GOAL => Exactly and only the lines from the one containing "Where can the green leaf" through the close of the entries below are to be set down.

EXTRACTED MATERIAL =>
_ _ _ _

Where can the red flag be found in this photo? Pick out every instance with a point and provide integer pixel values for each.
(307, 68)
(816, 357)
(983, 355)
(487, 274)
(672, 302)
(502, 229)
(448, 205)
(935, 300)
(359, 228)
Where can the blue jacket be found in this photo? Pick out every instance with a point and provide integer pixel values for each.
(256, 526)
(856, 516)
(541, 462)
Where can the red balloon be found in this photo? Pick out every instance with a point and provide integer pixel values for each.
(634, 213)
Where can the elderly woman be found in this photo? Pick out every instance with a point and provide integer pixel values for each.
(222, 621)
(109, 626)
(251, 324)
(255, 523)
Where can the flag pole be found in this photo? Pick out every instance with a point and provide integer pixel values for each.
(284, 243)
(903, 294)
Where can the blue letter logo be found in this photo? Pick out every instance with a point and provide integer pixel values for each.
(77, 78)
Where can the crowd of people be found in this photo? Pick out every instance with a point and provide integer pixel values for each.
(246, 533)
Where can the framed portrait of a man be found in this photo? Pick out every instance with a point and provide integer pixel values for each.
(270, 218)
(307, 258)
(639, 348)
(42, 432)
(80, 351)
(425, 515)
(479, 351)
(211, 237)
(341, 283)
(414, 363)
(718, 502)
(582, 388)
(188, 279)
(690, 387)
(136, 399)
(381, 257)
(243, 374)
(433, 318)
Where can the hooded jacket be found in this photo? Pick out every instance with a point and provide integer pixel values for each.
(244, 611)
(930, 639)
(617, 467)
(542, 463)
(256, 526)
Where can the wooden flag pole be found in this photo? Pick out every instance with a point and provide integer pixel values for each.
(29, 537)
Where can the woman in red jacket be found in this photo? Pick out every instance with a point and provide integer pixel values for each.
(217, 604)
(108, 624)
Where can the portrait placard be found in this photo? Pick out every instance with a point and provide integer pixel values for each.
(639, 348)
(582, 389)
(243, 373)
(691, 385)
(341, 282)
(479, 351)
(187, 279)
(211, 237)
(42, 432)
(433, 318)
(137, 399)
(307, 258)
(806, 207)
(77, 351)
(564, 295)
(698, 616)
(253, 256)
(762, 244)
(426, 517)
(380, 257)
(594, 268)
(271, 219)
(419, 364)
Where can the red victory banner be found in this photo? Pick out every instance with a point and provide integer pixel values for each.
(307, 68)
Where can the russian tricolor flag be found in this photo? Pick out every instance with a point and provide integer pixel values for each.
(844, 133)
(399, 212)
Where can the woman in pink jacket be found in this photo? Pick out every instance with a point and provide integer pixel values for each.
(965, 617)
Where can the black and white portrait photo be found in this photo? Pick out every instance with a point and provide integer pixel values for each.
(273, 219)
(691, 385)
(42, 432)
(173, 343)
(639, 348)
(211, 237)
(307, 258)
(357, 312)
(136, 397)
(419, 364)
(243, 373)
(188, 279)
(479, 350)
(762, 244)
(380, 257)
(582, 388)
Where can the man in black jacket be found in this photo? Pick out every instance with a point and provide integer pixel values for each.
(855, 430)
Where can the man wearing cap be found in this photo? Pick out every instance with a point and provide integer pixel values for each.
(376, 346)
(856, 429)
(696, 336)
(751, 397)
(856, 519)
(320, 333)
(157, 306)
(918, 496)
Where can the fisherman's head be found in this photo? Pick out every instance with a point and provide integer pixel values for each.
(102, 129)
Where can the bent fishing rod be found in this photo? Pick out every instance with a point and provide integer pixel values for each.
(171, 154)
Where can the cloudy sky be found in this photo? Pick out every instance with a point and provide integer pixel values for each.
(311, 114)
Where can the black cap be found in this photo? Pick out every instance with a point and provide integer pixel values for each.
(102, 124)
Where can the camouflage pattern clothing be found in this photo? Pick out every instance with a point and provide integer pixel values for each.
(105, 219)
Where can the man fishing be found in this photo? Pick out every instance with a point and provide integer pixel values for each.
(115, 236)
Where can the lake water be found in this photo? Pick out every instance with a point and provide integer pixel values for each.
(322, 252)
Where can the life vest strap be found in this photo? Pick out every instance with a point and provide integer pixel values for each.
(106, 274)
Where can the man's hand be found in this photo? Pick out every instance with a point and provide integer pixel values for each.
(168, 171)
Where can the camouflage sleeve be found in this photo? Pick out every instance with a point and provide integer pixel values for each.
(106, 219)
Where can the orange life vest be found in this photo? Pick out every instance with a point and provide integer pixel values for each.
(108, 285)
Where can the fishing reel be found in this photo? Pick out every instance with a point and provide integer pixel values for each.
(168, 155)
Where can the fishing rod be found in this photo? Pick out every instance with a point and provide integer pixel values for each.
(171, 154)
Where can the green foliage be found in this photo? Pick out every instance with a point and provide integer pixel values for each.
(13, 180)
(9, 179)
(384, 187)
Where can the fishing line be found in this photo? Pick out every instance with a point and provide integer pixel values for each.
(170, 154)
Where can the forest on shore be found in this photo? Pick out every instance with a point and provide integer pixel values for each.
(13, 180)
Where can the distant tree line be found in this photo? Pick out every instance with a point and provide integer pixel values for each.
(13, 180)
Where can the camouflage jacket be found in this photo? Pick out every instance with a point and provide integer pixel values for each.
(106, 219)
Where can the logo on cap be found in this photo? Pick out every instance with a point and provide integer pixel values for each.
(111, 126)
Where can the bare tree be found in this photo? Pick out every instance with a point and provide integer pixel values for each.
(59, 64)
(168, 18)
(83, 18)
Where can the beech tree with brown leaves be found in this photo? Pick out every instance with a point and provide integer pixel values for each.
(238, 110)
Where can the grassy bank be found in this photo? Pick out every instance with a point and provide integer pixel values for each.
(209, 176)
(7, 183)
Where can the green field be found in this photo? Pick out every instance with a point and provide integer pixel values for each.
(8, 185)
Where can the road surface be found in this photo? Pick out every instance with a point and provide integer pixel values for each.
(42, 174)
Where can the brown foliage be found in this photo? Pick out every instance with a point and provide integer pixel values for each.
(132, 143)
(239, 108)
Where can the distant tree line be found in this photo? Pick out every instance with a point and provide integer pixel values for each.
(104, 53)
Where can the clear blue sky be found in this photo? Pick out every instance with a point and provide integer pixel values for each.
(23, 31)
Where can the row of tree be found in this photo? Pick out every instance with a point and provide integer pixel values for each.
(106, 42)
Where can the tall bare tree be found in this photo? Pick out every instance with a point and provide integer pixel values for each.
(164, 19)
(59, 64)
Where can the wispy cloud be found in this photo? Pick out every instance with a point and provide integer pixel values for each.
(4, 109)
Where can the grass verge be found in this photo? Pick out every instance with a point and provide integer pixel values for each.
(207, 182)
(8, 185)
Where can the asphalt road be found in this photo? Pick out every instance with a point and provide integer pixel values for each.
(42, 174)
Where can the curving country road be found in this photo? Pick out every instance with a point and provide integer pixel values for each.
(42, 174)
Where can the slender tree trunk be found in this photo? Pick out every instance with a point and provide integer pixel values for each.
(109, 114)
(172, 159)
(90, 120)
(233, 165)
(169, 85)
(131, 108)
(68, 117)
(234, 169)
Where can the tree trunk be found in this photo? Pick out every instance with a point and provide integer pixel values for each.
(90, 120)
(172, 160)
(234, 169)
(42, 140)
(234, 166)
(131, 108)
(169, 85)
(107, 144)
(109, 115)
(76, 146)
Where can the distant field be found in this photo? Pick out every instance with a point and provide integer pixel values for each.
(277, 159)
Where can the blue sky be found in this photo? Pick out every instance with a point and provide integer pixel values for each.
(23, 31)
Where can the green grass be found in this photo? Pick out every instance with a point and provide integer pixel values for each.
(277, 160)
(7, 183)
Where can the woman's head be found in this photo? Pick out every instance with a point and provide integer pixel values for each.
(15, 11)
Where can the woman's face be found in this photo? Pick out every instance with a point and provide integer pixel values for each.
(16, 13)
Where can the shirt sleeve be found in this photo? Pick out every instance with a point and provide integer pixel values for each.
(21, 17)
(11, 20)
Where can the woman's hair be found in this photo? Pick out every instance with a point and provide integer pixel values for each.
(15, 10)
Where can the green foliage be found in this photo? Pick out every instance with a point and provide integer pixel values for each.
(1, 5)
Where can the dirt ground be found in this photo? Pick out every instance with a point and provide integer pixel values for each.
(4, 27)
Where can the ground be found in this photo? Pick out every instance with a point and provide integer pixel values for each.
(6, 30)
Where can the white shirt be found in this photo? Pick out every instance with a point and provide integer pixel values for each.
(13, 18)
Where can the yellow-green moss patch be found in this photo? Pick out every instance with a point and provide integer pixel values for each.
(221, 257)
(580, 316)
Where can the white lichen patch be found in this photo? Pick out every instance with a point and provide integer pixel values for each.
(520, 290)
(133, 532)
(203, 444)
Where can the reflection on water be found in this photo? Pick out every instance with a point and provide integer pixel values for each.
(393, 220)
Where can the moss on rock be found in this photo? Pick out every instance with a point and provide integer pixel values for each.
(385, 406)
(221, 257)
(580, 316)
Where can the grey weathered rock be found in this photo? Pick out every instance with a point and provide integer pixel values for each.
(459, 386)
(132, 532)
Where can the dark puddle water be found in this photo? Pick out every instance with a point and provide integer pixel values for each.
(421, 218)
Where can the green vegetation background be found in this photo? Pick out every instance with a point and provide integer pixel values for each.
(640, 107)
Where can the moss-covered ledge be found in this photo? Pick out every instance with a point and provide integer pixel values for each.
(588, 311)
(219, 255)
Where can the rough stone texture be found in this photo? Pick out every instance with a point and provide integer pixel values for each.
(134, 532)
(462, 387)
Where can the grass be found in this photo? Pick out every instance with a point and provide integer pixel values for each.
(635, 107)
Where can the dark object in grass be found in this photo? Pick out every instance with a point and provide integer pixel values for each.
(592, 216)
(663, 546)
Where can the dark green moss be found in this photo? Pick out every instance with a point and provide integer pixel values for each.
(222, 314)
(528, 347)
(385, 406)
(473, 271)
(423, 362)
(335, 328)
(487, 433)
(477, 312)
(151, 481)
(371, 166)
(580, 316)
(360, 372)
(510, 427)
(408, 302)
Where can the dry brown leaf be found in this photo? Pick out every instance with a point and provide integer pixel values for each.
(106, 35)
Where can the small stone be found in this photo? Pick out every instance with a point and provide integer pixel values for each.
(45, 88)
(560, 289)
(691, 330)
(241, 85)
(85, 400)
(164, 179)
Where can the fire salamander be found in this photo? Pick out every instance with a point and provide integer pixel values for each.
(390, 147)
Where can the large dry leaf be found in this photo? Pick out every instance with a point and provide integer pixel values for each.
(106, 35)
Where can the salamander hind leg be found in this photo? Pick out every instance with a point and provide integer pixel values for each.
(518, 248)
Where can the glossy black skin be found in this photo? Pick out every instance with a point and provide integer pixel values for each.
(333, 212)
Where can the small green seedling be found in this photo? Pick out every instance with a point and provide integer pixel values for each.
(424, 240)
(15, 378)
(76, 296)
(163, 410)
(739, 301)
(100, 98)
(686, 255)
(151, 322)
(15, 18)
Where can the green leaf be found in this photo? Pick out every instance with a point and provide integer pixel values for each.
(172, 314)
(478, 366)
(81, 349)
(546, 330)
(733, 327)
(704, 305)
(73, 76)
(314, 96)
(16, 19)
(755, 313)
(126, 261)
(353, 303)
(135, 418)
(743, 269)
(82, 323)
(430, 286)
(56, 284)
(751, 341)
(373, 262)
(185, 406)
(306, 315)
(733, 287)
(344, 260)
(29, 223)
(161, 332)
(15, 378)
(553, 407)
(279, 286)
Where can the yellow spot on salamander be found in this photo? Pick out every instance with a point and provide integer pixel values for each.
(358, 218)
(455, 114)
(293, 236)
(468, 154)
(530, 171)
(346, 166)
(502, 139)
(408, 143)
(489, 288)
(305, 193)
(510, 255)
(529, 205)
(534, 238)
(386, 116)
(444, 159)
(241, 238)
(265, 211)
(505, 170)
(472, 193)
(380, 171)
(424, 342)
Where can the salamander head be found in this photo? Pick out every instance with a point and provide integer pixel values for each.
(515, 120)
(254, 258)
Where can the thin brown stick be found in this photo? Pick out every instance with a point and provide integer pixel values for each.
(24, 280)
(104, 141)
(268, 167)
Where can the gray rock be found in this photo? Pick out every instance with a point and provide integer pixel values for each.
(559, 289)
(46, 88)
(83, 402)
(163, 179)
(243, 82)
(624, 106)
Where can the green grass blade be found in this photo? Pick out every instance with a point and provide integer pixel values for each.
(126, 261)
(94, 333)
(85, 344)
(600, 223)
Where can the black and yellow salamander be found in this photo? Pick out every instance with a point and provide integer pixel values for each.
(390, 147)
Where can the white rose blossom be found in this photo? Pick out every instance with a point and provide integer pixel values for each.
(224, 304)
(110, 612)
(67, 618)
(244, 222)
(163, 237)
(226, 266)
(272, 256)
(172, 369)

_ _ _ _

RESULT OF THE EXERCISE =>
Where can the green leaf be found in this photo? Pick out every instance with a point and provide integer pixel values for each.
(172, 314)
(478, 366)
(81, 349)
(546, 330)
(733, 327)
(704, 305)
(73, 76)
(314, 96)
(16, 19)
(755, 313)
(126, 261)
(353, 303)
(135, 418)
(743, 269)
(82, 323)
(430, 286)
(56, 284)
(751, 341)
(373, 262)
(185, 406)
(306, 315)
(733, 287)
(344, 260)
(29, 223)
(161, 332)
(15, 378)
(553, 407)
(279, 286)
Where can the yellow spot on salamander be found in this photo? Pick out every instance with a point and provide integer pixel values for each.
(358, 218)
(455, 114)
(293, 236)
(468, 154)
(530, 171)
(346, 166)
(502, 139)
(408, 143)
(489, 288)
(305, 193)
(510, 255)
(529, 205)
(534, 238)
(386, 116)
(444, 159)
(241, 238)
(265, 211)
(505, 170)
(472, 193)
(380, 171)
(424, 342)
Where can the salamander head be found in this photo? Pick out every instance with a point and provide integer pixel values for each.
(515, 120)
(254, 258)
Where can the thin brown stick be found in this photo? Pick out every instance with a point and provide integer pixel values for each.
(24, 280)
(104, 141)
(268, 167)
Where can the gray rock be found in this photo? Pick out every instance with a point and provide integer pixel values for each.
(559, 289)
(46, 88)
(83, 402)
(163, 179)
(243, 82)
(624, 106)
Where can the green grass blade be found in this photo? Pick out every instance with a point and provide integer pixel values for each.
(126, 261)
(94, 333)
(85, 344)
(600, 223)
Where can the black and yellow salamander be found in this photo? Pick out every instance with a point and provide integer pixel values for each.
(390, 147)
Where can the white rose blossom be found in this photo? Pick out every instance with a point and provide integer pixel values for each.
(224, 304)
(110, 612)
(67, 618)
(244, 222)
(163, 237)
(226, 266)
(272, 256)
(172, 369)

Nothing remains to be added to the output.